→ **Short task**
From the rows below, please convert the lines from the line with "Where can you see the turret" to the line with "column 190, row 109", both included, into a JSON list of strings, one string per line, with blank lines left out.

→ **Exercise inputs**

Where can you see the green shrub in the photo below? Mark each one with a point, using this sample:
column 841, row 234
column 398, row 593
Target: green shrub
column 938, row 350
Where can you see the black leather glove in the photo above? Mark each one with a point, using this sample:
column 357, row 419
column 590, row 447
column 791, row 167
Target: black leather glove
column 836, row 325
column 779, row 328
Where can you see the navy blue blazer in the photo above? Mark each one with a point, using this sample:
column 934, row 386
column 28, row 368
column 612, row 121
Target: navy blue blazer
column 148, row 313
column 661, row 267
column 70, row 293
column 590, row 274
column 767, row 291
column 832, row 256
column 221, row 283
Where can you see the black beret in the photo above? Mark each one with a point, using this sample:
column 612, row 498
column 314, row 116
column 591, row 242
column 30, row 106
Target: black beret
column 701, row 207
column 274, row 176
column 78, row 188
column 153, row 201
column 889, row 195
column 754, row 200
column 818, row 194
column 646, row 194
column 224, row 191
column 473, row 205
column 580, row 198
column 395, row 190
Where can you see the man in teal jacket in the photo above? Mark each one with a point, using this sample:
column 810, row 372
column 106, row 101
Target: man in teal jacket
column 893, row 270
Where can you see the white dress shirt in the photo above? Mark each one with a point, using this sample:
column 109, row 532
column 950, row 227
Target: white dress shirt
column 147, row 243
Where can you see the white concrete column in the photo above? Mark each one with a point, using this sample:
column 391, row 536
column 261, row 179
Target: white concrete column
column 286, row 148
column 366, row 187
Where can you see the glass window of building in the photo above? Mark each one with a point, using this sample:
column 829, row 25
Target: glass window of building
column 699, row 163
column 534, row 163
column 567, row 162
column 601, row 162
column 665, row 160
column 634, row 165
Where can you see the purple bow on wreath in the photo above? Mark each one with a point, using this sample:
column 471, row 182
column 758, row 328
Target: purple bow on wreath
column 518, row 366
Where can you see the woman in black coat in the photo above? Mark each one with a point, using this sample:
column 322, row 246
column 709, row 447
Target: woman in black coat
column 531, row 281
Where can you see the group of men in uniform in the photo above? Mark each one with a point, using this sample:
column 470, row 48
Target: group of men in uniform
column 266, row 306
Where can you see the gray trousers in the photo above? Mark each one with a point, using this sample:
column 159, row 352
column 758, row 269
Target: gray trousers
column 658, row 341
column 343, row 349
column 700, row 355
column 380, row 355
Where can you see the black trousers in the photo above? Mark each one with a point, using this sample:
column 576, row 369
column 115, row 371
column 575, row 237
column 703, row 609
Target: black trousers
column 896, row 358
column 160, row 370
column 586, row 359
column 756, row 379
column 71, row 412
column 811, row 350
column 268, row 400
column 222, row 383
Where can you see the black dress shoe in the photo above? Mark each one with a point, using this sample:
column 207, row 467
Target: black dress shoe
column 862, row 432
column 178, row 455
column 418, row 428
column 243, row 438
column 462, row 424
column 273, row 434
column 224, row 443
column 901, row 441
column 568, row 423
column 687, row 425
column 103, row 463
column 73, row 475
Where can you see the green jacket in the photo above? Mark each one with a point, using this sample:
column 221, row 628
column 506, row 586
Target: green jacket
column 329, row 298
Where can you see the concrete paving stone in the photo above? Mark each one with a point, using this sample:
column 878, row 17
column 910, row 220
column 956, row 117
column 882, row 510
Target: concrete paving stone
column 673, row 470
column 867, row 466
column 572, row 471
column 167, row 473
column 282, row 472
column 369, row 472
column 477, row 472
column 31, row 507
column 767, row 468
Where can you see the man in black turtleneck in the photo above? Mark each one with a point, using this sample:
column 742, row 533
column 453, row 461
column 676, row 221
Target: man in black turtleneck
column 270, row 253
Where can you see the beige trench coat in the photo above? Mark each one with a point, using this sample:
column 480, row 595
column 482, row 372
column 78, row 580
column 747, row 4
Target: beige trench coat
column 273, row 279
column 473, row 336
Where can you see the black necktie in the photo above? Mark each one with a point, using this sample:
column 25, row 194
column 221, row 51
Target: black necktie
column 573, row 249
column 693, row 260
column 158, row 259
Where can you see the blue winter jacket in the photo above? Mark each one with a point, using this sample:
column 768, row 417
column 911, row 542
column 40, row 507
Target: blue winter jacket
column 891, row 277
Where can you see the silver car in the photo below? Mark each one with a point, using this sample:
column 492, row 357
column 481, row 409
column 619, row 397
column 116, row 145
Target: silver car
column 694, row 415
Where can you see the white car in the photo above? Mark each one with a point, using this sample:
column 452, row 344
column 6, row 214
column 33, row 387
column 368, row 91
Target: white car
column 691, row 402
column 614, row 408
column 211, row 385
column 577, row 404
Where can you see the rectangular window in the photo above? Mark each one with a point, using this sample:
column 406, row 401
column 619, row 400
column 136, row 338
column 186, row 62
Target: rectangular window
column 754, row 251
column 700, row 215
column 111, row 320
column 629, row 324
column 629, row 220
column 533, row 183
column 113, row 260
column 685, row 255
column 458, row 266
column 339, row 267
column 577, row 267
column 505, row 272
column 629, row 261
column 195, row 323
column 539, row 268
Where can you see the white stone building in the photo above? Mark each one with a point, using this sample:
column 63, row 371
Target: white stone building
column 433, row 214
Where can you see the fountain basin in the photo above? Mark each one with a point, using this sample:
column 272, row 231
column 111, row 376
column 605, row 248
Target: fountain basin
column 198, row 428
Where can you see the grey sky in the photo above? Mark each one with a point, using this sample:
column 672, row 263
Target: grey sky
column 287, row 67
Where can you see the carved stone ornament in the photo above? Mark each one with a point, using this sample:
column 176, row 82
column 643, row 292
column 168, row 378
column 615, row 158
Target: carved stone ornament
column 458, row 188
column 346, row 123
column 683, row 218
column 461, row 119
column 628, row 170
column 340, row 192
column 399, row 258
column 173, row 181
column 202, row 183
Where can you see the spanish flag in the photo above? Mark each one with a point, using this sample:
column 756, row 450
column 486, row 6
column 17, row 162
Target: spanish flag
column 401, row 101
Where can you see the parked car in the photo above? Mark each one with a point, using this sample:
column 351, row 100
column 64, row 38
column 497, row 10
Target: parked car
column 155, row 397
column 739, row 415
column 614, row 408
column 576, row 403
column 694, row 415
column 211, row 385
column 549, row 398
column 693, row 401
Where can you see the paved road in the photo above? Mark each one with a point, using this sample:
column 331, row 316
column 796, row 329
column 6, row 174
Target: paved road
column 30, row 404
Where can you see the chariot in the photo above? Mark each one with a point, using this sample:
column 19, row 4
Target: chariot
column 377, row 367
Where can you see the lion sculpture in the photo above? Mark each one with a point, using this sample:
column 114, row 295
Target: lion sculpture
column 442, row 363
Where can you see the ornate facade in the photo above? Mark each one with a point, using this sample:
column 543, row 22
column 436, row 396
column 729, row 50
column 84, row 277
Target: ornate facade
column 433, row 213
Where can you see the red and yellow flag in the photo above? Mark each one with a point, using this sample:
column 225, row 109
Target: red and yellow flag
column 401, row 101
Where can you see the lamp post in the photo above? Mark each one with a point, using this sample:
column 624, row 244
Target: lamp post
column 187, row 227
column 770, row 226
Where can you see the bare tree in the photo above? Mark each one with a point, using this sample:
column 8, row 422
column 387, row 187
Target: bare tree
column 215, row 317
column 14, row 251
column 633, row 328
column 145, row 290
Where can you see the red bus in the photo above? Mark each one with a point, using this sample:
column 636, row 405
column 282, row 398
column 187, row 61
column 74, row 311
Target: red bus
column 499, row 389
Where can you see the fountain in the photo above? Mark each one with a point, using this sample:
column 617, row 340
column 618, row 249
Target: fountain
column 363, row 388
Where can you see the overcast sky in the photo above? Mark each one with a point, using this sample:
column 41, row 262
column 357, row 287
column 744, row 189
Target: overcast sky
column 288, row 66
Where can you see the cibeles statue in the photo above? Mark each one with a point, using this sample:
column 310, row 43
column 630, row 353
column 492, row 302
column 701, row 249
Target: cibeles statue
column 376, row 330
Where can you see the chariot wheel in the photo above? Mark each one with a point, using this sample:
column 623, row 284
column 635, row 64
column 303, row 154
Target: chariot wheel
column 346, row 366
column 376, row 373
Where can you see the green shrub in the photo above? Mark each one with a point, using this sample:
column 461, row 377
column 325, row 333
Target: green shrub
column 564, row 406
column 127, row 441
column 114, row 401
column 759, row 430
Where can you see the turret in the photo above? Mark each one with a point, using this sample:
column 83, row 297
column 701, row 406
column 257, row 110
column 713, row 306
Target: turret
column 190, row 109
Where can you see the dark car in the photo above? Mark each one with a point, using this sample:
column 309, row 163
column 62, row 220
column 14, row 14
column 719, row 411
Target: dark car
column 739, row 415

→ **Reply**
[
  "Where can you see the turret in the photo above? Mark each one with a point, using this sample:",
  "column 83, row 297",
  "column 701, row 406",
  "column 257, row 110",
  "column 713, row 306",
  "Target: turret",
  "column 190, row 109"
]